Quote all lines below exactly. Images stay out.

START Materials provided

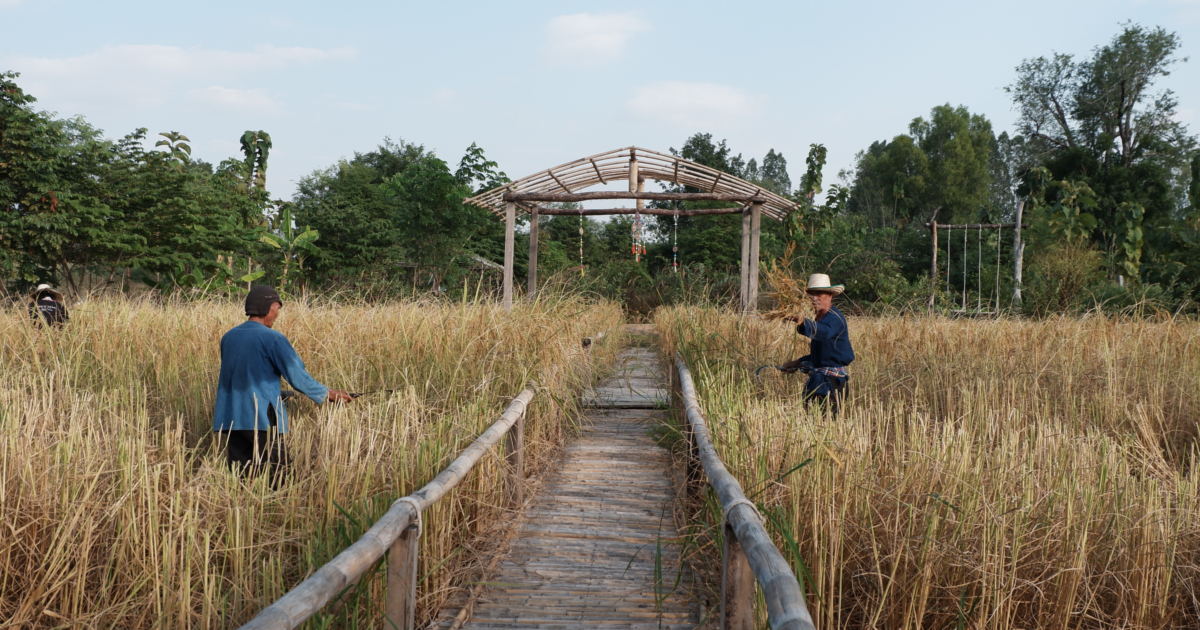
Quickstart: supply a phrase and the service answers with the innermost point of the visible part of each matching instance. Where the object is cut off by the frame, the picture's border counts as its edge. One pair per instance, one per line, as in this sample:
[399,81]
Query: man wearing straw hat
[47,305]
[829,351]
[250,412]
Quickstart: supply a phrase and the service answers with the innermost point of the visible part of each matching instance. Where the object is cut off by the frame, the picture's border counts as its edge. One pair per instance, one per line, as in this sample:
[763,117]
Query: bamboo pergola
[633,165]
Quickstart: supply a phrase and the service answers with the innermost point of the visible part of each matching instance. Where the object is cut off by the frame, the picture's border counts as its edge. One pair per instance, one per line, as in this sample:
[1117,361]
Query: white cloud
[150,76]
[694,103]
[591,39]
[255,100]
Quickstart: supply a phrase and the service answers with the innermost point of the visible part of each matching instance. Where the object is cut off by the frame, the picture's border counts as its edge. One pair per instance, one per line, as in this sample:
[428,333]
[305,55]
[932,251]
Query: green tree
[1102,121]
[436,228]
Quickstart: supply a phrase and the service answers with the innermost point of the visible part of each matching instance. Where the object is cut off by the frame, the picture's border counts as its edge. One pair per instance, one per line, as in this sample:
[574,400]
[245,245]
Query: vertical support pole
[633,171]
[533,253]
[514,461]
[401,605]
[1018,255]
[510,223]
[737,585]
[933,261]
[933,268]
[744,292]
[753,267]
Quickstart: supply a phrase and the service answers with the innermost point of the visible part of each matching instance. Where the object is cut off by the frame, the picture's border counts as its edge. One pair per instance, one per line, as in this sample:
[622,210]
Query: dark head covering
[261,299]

END Materials provided

▶ Exercise solution
Quickstart: supply a phrase and the service answers with the innermost point of the visible part of each matching instance. Where the object is cut off by the frame, the picture's border counts as its edge. One pair per instance, one per line, as in this sample:
[399,81]
Query: man wearing straw hat
[47,305]
[829,351]
[250,412]
Quickstart: supply a phrase and the service answers with the innermost point of the visible part of each matching instance. Where the object is cut off by the frame, the picture's border counts as its edge. One pair per instance, one per line, as in this sample:
[763,117]
Query: bamboo pergola
[633,165]
Quickstart: supply a phrase and the service answers with the innermost point of the visible part of each matching instance. Where the object is cut off by the frame, the picture's border counts as its edge. One pair per instance, one per line, as in this sample:
[1117,361]
Query: white cloud
[150,76]
[694,103]
[591,39]
[255,100]
Quickstart: supply a phrase and the service answers with the innermost point of the visible part of each matching instance. Where the object is cut off by the frame, the picture's border counts as its edge. One pair per instance, one per line, as in this sample:
[428,333]
[305,55]
[932,251]
Query: green tree
[1102,121]
[436,228]
Quickstart: supply a phrase and the service answers with the innermost point of the visible part of each matching instance. Where the object is cut off by the frame, the picture's border counts as its edge. One pair per instance, one per line, as in this sample:
[574,400]
[245,245]
Query: vertical support pole
[633,171]
[533,253]
[514,461]
[401,605]
[1018,255]
[510,223]
[737,585]
[933,261]
[933,268]
[744,292]
[753,267]
Quickstart: supply a phrase and the service answers with the innermost point of the visible part of each matching instance. Where the object is cut off by the frame, the picture's border counts as its edge. One pair per instance, one per line, as in this sample:
[622,210]
Query: dark head covering
[261,299]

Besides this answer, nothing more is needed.